What is required:
Which lines in the data below contain the string "dark"? Locate each one and copy it.

** BEGIN Material for this exercise **

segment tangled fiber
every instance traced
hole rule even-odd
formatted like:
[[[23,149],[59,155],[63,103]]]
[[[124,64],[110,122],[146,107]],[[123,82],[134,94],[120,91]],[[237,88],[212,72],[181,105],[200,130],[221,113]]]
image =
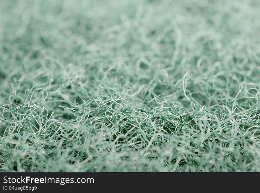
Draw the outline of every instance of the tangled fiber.
[[[0,171],[260,172],[260,1],[0,1]]]

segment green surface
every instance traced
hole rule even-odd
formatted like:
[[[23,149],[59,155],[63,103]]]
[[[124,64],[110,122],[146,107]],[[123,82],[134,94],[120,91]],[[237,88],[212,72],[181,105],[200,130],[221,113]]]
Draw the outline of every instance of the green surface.
[[[260,171],[259,9],[0,1],[0,171]]]

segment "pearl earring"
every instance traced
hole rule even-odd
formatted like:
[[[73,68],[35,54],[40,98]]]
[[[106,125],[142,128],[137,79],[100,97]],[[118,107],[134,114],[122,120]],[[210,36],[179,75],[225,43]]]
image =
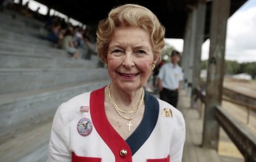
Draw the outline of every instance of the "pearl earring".
[[[153,71],[156,68],[156,64],[151,64],[151,70]]]

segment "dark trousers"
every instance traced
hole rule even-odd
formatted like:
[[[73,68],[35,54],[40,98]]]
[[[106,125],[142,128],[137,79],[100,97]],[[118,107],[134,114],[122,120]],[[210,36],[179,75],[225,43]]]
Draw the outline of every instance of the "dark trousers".
[[[160,99],[171,104],[173,107],[177,107],[179,99],[178,90],[169,90],[163,88],[163,91],[160,92]]]

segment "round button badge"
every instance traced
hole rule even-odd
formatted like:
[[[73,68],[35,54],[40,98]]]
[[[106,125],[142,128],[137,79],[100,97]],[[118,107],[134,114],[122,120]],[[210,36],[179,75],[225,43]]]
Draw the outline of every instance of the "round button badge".
[[[78,133],[81,136],[87,136],[92,130],[92,121],[88,118],[82,118],[78,122],[77,128]]]

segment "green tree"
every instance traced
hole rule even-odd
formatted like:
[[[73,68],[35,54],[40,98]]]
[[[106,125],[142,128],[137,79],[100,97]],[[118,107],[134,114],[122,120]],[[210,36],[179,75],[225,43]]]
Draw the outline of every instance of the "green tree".
[[[253,79],[256,77],[256,62],[245,64],[244,72],[250,74]]]
[[[201,70],[207,68],[208,60],[203,60],[201,61]]]
[[[240,69],[240,64],[236,61],[227,60],[225,63],[225,72],[226,74],[237,74]]]

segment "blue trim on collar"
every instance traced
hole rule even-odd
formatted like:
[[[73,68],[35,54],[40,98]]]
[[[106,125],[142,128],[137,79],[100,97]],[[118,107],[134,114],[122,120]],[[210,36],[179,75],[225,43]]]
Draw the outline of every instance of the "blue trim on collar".
[[[132,154],[144,144],[153,131],[158,119],[159,104],[157,99],[145,92],[145,112],[141,122],[134,132],[125,140],[130,147]]]

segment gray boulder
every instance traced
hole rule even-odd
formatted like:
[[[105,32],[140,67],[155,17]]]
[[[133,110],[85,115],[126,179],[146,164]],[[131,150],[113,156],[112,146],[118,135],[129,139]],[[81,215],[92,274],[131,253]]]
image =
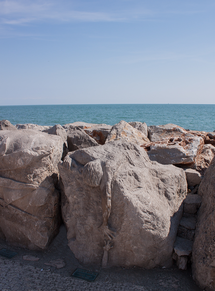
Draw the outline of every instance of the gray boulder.
[[[194,281],[206,290],[215,290],[215,157],[207,170],[198,194],[199,208],[193,245],[192,271]]]
[[[200,184],[202,177],[200,173],[193,169],[184,169],[188,186],[195,186]]]
[[[16,130],[17,129],[15,126],[6,119],[0,121],[0,130]]]
[[[122,140],[69,152],[58,168],[68,245],[80,263],[171,265],[186,194],[182,169]]]
[[[147,136],[148,135],[147,126],[145,122],[143,123],[142,122],[140,122],[139,121],[131,121],[128,123],[133,127],[138,129],[139,131],[143,132],[146,136]]]
[[[62,138],[64,142],[66,142],[67,139],[66,132],[60,124],[56,124],[51,128],[44,129],[42,132],[48,133],[49,134],[58,135]]]
[[[146,151],[151,161],[164,165],[183,164],[189,167],[196,166],[204,144],[198,136],[172,137],[141,146]]]
[[[215,147],[211,144],[204,145],[196,162],[197,171],[203,175],[215,155]]]
[[[57,234],[63,145],[35,130],[0,131],[0,237],[10,243],[43,249]]]
[[[99,145],[94,139],[79,127],[70,125],[67,128],[67,146],[69,152]]]
[[[140,146],[149,142],[147,136],[144,133],[124,120],[121,120],[112,127],[107,136],[105,143],[122,139]]]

** END Material for this exercise **

Solution for this exercise:
segment "dark trousers"
Draw the outline of every instance of the "dark trousers".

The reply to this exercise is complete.